### [READING PASSAGE]
---------------

Drag-based Image Editing. This kind of method achieves precise spatial control over specific regions of the image based on user-provided drag instructions, first proposed by DragGAN (Pan et al., 2023). DragDiffusion (Shi et al., 2024) transfers this idea to the realm of diffusion model. Building on this foundation, GoodDrag (Zhang et al., 2024), StableDrag (Cui et al., 2024), DragNoise (Liu et al., 2024), and FreeDrag (Ling et al., 2023) have made significant improvements to this method. Besides, by utilizing feature correspondences, DragonDiffusion (Mou et al., 2023) and DiffEditor (Mou et al., 2024) transform the image editing task into a gradient-based process by formulating an energy function that aligns with the desired edit results.

3 Approach

Problem Formulation. Given an image $I$ and two text prompts $P_{o}$ and $P_{e}$ , where $P_{o}$ describes the original image and $P_{e}$ depicts the edited image. After choosing $n$ handles $\{h_{1},h_{2},\ldots,h_{n}\}$ and corresponding targets $\{g_{1},g_{2},\ldots,g_{n}\}$ , a qualified text-drag edit method has to satisfy the following two requirements: 1) Move the feature of point $h_{i}$ to $g_{i}$ , while preserving the irrelevant content of the original image. 2) The edited image must align with the edit prompt $P_{e}$ .

General Framework: As shown in Figure 2, our method CLIPDrag, consists of three steps:

1) Identity-Preserving Finetuning (Sec 3.1): Given the input image $I$ and its description $P_{o}$ , We first finetune a pre-trained latent diffusion model $\epsilon_{\theta}$ using the technique of low-rank adpation (LoRA (Hu et al., 2021)). After the finetuning, we encode the image into the latent space and obtain the latent $z_{t}$ at a specific timestep $t$ through DDIM inversion. $z_{t}$ will be optimized for many iterations to achieve the desired edit, and each iteration consists of two following phases.

---------------

### [EXTRACTED INFORMATION]
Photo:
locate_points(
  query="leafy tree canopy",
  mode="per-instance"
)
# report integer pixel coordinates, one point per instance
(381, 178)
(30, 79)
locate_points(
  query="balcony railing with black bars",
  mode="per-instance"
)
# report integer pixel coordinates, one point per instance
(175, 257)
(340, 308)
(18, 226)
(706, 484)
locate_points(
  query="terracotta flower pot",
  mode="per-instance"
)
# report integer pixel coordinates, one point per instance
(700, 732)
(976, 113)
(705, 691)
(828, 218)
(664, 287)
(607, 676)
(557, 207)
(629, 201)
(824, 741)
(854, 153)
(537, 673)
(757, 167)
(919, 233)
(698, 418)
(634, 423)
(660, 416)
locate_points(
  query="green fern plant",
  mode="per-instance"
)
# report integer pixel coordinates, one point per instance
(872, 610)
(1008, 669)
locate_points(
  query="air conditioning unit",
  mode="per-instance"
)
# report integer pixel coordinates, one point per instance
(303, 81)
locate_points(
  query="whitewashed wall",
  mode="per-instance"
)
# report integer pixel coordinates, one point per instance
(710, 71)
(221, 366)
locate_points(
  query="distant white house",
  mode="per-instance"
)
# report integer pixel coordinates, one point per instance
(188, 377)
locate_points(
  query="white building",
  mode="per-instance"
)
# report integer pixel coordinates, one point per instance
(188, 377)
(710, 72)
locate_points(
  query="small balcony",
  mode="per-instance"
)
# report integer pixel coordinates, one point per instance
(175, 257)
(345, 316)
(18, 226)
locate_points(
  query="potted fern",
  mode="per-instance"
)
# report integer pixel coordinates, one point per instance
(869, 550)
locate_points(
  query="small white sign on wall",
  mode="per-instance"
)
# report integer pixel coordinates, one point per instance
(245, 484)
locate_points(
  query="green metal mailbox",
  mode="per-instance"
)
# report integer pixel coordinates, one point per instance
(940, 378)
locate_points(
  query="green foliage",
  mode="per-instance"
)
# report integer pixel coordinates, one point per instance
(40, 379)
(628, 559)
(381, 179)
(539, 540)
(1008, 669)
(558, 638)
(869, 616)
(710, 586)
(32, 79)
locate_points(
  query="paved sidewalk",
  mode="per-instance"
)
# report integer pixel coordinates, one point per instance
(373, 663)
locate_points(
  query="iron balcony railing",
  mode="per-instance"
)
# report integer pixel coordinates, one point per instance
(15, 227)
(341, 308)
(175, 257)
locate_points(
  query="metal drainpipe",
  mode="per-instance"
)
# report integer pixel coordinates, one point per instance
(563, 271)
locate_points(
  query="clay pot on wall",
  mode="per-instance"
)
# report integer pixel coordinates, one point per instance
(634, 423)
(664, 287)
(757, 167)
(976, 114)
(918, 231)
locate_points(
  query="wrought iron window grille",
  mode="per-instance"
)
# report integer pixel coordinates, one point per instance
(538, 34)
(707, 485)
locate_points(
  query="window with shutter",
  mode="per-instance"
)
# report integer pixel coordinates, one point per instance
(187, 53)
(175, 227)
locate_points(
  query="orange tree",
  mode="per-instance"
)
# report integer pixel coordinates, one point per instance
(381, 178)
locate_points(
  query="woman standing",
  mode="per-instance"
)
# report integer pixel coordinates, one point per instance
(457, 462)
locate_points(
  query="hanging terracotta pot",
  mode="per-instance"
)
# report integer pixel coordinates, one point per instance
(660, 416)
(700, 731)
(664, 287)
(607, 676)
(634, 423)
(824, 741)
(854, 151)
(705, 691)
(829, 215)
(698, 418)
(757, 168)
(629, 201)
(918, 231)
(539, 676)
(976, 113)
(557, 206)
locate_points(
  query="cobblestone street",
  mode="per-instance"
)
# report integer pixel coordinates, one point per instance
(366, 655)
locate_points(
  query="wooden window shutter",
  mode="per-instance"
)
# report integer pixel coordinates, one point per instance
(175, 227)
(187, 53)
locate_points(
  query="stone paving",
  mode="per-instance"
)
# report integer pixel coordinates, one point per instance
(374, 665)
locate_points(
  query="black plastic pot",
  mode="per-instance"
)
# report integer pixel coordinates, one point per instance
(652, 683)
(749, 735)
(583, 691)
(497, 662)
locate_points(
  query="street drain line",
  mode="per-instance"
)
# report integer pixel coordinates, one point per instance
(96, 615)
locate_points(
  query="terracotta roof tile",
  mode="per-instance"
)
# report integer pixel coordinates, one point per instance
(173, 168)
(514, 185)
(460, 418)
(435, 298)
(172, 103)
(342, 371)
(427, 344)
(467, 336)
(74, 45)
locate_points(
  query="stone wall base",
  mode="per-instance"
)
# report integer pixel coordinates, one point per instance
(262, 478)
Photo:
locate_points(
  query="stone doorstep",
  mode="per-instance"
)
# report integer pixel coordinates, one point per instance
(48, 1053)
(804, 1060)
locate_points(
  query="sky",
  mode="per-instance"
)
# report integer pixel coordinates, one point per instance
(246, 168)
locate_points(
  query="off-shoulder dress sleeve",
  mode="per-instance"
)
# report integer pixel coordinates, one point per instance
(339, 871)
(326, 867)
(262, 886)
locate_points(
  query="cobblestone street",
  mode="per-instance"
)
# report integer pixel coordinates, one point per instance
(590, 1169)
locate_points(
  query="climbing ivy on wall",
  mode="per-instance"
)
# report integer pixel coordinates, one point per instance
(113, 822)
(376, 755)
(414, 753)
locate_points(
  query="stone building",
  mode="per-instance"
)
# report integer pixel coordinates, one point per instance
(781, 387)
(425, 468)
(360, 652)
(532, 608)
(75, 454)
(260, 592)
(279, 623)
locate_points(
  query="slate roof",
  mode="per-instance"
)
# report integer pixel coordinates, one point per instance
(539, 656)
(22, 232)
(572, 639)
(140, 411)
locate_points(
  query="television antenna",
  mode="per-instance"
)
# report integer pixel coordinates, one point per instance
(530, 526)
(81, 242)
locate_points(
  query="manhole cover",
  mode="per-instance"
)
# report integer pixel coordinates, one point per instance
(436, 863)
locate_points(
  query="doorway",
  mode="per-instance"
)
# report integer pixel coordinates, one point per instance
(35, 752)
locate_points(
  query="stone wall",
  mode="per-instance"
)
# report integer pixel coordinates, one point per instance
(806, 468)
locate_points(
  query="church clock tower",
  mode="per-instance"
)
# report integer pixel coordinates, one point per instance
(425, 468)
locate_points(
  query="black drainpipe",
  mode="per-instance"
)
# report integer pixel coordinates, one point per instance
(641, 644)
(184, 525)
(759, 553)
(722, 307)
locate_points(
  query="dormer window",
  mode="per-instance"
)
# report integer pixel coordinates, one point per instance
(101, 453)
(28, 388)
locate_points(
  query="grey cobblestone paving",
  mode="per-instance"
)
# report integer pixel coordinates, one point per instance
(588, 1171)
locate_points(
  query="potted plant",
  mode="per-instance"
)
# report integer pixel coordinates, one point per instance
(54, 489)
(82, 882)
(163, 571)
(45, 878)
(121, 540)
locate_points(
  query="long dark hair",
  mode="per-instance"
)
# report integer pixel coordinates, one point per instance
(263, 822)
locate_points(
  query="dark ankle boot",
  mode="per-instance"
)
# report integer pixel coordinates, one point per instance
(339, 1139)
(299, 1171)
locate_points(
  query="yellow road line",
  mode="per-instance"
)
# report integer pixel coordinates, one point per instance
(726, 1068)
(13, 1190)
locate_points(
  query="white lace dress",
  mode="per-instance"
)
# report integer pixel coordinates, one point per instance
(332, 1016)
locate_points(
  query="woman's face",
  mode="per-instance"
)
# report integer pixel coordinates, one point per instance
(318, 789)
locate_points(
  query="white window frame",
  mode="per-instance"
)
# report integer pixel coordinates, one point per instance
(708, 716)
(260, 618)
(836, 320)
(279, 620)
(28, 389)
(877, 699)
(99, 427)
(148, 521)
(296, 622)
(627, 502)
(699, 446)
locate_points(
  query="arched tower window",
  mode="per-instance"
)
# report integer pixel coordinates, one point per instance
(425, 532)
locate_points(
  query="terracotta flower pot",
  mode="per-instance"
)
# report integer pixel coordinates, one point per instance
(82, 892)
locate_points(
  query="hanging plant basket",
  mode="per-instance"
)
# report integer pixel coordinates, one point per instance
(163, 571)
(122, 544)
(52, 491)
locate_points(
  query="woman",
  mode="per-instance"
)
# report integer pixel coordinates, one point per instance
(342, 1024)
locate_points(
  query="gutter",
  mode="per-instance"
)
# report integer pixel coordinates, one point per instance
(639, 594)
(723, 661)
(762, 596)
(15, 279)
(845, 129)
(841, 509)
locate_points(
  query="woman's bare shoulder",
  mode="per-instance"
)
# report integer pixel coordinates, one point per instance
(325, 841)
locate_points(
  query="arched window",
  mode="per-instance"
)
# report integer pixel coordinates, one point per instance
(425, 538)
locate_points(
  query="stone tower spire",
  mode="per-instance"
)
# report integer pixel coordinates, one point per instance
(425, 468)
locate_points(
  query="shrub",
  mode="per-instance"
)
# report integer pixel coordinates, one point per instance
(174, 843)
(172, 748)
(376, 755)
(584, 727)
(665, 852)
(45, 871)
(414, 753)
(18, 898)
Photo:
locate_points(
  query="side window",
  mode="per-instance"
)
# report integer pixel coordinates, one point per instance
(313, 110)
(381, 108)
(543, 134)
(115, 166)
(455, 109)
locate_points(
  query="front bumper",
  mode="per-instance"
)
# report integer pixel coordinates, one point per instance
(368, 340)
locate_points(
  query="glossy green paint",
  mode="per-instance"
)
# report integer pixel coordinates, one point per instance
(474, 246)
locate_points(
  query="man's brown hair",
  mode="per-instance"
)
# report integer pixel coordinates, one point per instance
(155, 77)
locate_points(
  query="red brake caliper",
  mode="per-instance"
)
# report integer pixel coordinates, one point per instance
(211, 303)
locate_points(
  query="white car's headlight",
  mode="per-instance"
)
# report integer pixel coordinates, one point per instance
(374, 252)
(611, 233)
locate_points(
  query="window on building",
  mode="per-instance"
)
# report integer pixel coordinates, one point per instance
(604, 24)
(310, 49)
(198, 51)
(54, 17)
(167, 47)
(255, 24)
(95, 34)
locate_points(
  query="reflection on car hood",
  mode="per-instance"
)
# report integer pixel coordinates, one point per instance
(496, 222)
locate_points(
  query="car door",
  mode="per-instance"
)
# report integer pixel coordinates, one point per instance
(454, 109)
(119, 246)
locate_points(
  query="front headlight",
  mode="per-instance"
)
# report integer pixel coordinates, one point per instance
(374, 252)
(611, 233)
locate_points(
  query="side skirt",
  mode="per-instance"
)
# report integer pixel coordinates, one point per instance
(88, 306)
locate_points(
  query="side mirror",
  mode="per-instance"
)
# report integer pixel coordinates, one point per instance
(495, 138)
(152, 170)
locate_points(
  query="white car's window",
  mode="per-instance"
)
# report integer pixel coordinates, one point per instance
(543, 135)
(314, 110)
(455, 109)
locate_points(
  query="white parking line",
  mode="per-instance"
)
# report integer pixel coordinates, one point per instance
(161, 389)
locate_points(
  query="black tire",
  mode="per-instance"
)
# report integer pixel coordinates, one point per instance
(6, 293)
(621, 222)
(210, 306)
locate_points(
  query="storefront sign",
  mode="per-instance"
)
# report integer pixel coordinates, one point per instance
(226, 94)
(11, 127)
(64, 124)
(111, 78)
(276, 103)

---------------

### [SET TASK A]
According to the drag-based image editing passage, which method first proposed drag-based image editing?
### [SET TASK B]
Please continue the drag-based image editing passage, picking up right after its final sentence.

### [OUTPUT A]
DragGAN (Pan et al., 2023).

### [OUTPUT B]
2) Global-Local Motion Supervision (Sec 3.2): We denote the latent at $t$ -th step and handle point $p_{i}$ during the $k$ -th iteration as $z^{k}_{t}$ and $p^{k}_{i}$ respectively. At $k$ -th iteration, we can calculate global and local gradient vectors for $z^{k}_{t}$ . These two gradients will be combined by our Global-Local Gradient Fusion method, and the final result is used to update $z^{k}_{t}$ to $z^{k+1}_{t}$ .

3) Fast Point Tracking (Sec 3.3): After GLMS, we can update the position of handles with the nearest neighbor search. To accelerate the editing speed while preserving the image fidelity, we propose FPT to ensure that new handles are closer to their corresponding targets by filtering all candidates that are far away from the targets.

3.1 Identity-Preserving Finetuing

As analyzed in previous work (Shi et al., 2024), directly optimizing the latent $z_{t}$ in diffusion-based methods will cause the problem of image fidelity. So finetuning on a pre-trained diffusion model is necessary to encode the features of the image into the U-Net. Specifically, the image and its description prompt $P_{o}$ are used to finetune the diffusion model $\epsilon_{\theta}$ through the LoRA method:

\mathcal{L}_{ft}(z,\Delta\theta)=\mathbb{E}_{\epsilon,t}[\|\epsilon-\epsilon_{\theta+\Delta\theta}(\alpha_{t}z+\sigma_{t}\epsilon)\|^{2}_{2}]

(1)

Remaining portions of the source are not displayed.